_THE PROBLEM_: Please copy, word for word, the line that contains "puffball with hole" and every line after it through the end of the records, and nothing more.

_RECORDS TO USE_:
%%

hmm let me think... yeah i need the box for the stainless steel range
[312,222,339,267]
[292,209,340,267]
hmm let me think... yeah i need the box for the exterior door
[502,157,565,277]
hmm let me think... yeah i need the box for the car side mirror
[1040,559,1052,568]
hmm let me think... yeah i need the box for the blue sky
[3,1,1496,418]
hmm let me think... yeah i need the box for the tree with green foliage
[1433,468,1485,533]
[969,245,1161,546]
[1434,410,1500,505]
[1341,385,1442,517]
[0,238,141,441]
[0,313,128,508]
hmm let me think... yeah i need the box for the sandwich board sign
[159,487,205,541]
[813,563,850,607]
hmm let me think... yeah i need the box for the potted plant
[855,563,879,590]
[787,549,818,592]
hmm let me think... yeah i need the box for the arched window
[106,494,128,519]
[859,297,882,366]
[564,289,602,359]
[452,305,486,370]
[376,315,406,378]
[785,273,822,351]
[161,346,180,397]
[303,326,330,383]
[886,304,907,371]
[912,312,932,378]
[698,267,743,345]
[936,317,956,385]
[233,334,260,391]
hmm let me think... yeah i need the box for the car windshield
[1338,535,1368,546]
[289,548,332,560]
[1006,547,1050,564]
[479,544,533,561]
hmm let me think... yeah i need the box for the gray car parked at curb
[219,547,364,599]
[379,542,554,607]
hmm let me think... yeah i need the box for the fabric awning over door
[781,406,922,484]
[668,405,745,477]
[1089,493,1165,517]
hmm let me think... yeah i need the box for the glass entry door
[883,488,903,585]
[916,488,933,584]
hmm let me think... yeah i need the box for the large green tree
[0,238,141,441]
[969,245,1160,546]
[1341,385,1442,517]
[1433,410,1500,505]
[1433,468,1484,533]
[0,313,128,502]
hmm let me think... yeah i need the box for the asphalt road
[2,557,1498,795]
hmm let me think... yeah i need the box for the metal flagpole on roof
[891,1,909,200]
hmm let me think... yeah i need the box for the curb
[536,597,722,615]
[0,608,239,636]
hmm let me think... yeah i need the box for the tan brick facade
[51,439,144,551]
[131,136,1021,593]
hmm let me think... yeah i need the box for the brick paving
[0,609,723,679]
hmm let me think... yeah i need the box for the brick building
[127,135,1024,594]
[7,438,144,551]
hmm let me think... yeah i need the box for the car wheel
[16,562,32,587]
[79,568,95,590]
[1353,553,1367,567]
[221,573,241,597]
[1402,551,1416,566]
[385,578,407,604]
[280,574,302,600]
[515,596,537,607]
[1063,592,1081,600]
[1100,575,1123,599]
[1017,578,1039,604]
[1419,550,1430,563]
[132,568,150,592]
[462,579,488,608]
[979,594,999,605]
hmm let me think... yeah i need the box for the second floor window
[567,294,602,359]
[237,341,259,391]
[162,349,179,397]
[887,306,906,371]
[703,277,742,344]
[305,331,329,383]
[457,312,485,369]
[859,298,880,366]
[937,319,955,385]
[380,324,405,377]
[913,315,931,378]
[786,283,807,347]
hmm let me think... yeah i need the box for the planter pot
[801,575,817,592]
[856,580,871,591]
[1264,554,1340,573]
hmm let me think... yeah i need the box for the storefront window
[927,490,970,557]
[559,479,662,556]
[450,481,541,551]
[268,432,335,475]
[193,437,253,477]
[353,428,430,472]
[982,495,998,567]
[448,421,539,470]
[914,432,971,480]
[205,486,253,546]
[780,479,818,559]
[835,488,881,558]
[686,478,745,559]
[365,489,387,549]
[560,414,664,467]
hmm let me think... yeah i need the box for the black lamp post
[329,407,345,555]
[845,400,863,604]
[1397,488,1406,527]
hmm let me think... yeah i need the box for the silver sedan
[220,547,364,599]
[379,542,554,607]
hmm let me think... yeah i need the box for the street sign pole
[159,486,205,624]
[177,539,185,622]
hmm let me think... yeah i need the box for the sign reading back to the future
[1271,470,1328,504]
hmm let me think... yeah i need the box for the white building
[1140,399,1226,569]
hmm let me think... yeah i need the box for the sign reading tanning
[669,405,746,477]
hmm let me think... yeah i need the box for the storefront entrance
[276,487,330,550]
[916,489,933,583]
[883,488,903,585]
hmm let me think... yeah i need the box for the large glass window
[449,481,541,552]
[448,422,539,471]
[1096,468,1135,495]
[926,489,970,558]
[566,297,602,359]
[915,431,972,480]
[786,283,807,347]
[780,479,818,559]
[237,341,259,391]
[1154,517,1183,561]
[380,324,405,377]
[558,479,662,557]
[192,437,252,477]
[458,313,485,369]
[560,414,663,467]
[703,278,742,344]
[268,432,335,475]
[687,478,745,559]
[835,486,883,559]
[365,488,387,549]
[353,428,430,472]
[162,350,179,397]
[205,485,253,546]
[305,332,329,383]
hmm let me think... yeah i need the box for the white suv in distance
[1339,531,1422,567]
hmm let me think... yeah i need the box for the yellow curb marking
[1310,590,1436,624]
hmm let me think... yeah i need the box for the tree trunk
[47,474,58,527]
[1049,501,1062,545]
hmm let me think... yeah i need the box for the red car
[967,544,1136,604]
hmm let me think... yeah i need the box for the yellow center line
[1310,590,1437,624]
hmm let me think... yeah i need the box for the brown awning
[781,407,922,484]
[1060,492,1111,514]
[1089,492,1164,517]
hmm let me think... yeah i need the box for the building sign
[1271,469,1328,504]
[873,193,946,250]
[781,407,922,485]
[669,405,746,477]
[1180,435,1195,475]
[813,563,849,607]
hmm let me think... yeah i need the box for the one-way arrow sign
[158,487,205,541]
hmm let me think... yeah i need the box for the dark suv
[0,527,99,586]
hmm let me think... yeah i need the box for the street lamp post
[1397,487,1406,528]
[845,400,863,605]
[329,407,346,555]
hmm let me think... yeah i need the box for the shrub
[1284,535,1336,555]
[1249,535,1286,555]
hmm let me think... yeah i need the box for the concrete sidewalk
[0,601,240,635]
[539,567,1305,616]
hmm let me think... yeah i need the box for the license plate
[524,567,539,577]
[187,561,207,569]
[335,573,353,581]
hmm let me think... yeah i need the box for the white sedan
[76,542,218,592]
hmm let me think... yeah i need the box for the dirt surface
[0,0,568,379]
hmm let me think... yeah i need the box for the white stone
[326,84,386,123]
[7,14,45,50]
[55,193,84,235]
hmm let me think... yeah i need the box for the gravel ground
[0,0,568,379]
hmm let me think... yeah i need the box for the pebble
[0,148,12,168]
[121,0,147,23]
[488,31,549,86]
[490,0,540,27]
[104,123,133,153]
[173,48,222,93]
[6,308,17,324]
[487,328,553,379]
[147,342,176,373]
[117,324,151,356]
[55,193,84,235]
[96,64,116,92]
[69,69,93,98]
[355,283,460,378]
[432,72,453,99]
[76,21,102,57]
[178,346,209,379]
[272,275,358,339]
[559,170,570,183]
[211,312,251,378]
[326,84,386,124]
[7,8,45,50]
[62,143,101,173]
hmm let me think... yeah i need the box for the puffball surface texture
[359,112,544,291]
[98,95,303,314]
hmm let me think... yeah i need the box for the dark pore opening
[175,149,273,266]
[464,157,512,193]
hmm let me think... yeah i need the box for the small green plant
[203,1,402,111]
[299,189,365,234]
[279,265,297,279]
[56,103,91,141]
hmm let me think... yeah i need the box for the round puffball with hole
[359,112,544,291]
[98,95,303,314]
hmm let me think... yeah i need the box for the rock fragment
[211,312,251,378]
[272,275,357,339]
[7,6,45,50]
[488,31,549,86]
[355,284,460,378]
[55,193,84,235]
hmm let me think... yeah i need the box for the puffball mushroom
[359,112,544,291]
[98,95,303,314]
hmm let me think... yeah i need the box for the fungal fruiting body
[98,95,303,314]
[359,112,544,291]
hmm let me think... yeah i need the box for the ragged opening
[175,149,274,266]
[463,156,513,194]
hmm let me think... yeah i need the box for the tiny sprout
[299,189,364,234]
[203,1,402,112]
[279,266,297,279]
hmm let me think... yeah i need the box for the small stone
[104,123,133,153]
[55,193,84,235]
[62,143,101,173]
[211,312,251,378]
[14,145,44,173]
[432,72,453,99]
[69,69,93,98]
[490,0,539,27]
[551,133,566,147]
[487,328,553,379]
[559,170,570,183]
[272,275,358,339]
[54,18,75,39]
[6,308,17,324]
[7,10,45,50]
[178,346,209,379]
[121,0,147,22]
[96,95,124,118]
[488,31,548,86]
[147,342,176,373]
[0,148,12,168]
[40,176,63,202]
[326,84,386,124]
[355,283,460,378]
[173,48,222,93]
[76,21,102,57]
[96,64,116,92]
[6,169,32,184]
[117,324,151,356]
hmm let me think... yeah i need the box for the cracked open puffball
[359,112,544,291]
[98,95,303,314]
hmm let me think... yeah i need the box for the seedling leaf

%%

_YOUR SOLUTION_:
hmm let me think... yeah i need the box for the round puffball with hole
[359,112,544,291]
[98,95,303,314]
hmm let me think... yeah i need the box for the rock fragment
[211,312,251,378]
[272,275,357,339]
[7,6,45,50]
[488,31,549,86]
[355,284,460,378]
[55,193,84,235]
hmm let me think... yeah i need the box for the puffball mushroom
[359,112,544,291]
[98,95,303,314]
hmm let me think... yeah i need the box for the fungal fruiting body
[98,95,303,314]
[359,112,544,291]
hmm let me think... yeah i need the box for the ragged opening
[175,149,274,266]
[463,156,513,194]
hmm let me think... yeah i need the box for the tiny sprout
[299,189,364,234]
[203,1,402,112]
[279,266,297,279]
hmm let me think... yeah i need the box for the small stone
[104,123,133,153]
[55,193,84,235]
[62,143,101,173]
[211,312,251,378]
[14,145,44,173]
[432,72,453,99]
[69,69,93,98]
[490,0,539,27]
[551,133,566,147]
[487,328,553,379]
[559,170,570,183]
[272,275,358,339]
[54,18,75,39]
[6,308,17,324]
[7,10,45,50]
[178,346,209,379]
[121,0,147,22]
[96,95,124,118]
[488,31,548,86]
[147,342,176,373]
[0,148,12,168]
[40,176,63,202]
[326,84,386,124]
[355,283,460,378]
[173,48,222,93]
[76,21,102,57]
[96,64,116,92]
[6,169,32,184]
[117,324,151,356]
hmm let me think... yeah i need the box for the cracked open puffball
[359,112,544,291]
[98,95,303,314]
hmm let me think... yeah i need the box for the seedling leaf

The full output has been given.